Repeat, exactly as written, the line containing "point_to(query) returns, for every instance of the sea" and each line after it through the end of the data.

Natural-language object grounding data
-=-=-

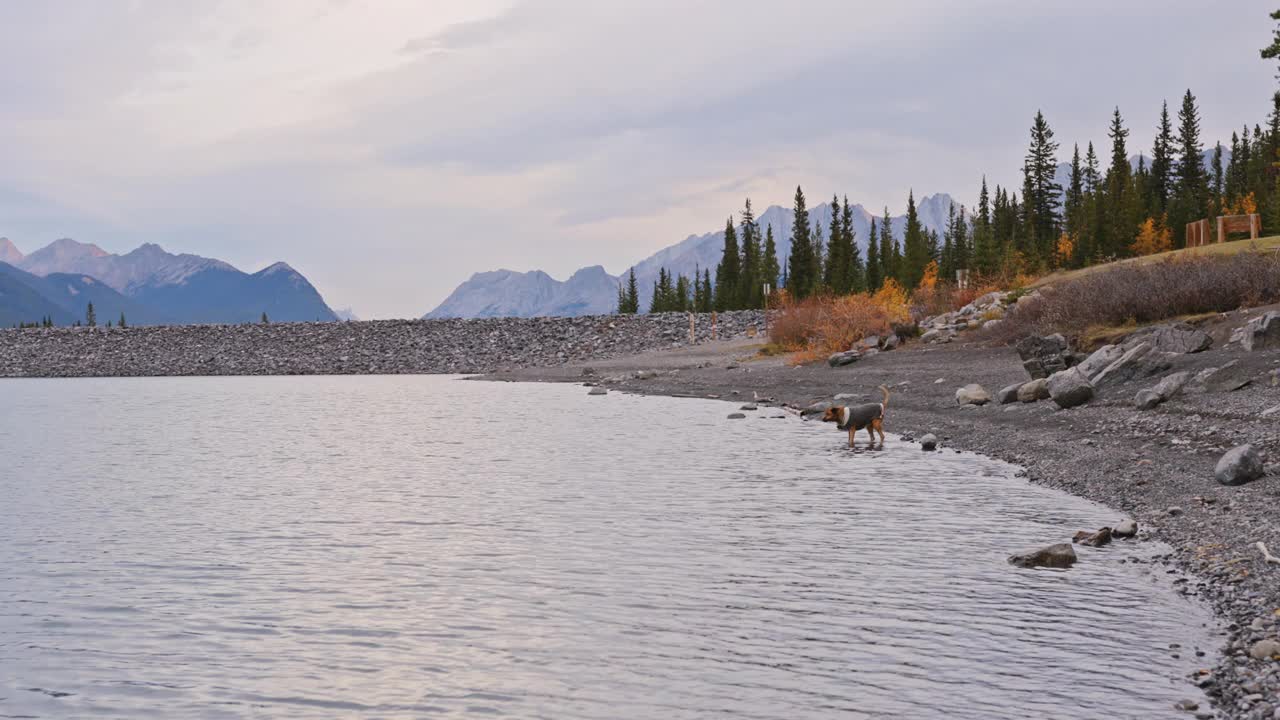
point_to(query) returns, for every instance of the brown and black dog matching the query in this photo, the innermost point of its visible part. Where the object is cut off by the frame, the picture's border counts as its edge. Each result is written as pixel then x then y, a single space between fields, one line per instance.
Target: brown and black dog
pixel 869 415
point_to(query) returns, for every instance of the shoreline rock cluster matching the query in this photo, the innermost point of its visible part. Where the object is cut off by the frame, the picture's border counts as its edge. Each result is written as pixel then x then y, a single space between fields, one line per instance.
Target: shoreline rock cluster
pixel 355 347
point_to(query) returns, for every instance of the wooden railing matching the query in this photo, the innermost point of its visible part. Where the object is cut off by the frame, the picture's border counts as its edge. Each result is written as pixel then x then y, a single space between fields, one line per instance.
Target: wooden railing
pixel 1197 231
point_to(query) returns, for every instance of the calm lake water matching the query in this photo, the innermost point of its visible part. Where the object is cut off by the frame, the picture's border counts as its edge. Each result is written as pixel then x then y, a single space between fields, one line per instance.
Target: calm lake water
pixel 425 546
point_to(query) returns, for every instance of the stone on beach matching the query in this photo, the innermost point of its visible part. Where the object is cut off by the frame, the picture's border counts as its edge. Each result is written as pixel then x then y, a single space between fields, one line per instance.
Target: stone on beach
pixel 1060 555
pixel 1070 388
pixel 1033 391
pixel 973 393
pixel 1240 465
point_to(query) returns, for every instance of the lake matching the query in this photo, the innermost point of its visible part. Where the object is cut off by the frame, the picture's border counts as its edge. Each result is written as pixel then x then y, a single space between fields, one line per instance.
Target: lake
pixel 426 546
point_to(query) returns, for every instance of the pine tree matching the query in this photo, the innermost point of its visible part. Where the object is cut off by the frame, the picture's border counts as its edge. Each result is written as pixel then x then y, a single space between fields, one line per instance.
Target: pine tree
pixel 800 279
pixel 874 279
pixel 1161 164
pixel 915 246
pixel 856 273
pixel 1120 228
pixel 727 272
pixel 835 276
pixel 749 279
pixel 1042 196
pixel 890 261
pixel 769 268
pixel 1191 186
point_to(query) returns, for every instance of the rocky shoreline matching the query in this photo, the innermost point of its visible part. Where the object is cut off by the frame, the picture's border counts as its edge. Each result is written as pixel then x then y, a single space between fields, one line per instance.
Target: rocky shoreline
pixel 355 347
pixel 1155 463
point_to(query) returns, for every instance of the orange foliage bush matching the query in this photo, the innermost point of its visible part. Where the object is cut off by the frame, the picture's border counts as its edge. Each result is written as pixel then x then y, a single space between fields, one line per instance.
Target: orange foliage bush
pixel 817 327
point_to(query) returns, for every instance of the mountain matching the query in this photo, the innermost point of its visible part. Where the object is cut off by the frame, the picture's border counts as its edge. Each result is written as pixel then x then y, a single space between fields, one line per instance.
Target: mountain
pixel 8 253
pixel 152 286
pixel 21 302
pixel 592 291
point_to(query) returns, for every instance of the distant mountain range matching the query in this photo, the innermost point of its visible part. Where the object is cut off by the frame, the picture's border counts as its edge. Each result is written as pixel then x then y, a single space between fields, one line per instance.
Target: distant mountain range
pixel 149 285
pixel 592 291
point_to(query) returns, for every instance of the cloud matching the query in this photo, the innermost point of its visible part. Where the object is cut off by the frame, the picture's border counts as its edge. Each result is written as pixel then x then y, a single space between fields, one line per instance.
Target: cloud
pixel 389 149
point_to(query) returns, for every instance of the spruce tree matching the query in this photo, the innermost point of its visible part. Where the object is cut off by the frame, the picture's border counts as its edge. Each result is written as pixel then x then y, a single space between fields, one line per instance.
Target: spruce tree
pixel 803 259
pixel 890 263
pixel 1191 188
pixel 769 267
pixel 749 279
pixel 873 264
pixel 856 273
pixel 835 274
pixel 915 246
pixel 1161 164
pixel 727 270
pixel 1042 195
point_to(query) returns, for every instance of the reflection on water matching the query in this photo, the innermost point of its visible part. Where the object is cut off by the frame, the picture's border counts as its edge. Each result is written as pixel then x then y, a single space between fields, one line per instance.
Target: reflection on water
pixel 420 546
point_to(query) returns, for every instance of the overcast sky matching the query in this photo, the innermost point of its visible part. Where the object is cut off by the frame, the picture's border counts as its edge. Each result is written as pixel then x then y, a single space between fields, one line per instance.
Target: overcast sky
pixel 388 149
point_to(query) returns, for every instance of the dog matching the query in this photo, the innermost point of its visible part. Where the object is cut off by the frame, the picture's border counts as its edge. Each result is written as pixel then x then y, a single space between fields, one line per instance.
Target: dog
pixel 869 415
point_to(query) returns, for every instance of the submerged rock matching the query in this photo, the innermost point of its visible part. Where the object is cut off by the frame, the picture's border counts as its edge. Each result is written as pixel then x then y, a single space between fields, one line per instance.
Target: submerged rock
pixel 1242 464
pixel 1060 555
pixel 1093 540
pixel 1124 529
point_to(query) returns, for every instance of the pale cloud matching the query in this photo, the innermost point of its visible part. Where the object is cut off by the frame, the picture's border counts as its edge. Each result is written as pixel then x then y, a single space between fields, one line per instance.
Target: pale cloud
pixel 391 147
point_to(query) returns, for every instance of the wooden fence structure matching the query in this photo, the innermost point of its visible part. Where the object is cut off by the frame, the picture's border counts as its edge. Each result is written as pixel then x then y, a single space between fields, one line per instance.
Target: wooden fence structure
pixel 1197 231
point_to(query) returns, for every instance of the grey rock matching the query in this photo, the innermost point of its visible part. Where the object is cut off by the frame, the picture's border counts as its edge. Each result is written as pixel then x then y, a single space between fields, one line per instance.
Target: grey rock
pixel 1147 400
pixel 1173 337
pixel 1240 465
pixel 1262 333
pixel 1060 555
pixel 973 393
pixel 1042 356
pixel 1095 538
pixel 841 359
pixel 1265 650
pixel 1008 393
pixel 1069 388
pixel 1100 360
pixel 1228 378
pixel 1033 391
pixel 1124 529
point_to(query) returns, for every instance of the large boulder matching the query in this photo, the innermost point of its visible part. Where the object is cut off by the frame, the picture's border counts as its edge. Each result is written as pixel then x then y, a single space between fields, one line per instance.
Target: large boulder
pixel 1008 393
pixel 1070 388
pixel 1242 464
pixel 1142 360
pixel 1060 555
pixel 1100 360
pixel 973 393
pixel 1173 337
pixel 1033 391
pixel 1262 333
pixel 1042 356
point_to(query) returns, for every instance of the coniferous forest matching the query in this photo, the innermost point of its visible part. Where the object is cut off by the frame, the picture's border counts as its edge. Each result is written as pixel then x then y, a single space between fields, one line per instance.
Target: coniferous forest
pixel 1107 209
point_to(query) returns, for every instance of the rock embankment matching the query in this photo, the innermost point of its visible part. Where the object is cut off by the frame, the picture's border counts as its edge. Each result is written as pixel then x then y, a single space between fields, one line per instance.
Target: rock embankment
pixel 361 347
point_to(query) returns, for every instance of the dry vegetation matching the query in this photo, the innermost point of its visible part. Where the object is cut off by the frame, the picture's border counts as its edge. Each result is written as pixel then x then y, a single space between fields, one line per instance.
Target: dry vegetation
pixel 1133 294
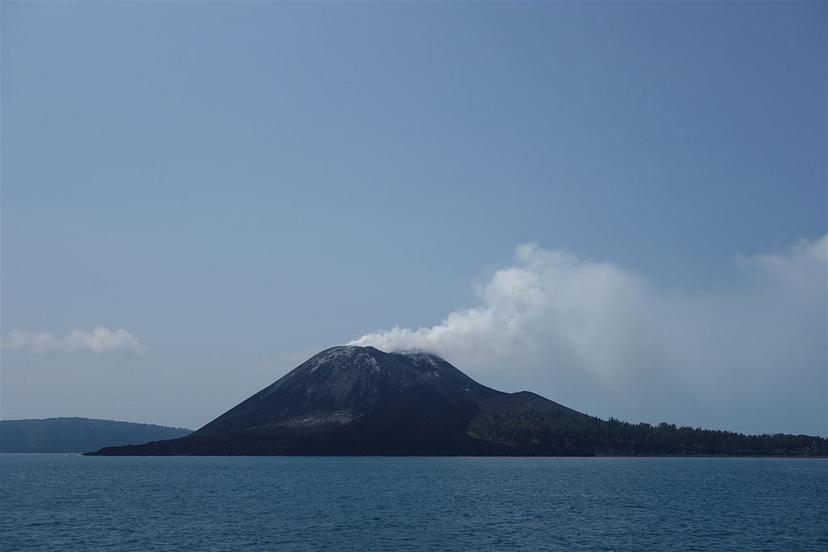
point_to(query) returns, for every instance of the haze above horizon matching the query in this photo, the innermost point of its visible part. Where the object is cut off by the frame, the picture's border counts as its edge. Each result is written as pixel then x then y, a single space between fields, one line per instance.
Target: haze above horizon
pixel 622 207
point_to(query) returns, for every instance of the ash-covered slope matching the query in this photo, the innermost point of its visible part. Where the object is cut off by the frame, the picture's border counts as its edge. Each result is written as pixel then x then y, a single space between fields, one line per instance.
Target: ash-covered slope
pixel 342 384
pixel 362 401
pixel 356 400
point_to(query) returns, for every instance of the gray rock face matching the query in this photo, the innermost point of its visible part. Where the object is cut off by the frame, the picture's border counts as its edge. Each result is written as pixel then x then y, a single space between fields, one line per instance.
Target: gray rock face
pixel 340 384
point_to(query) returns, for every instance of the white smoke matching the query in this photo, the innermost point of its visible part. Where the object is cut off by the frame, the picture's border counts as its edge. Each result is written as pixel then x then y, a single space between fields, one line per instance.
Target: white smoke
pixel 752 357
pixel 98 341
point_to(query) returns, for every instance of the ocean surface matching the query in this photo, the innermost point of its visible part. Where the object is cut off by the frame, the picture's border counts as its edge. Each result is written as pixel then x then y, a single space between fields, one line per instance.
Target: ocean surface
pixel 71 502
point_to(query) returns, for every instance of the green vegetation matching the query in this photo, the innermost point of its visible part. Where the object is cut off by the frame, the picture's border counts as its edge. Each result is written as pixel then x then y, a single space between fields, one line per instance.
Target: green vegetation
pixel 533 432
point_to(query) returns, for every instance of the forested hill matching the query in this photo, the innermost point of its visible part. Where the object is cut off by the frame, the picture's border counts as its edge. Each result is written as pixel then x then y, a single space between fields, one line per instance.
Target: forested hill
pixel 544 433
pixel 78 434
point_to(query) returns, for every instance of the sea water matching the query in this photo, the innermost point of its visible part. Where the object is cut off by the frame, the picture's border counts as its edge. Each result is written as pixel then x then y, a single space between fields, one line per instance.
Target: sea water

-=-=-

Problem solution —
point_to(query) returns, for every instance of the sea water matching the query in this photo, the innermost point of its visible part. Where the object is cut off by the frame, the picture's border counts as its edge. Each result is written as pixel then x then y, a single space between fields, one line per instance.
Target: sea water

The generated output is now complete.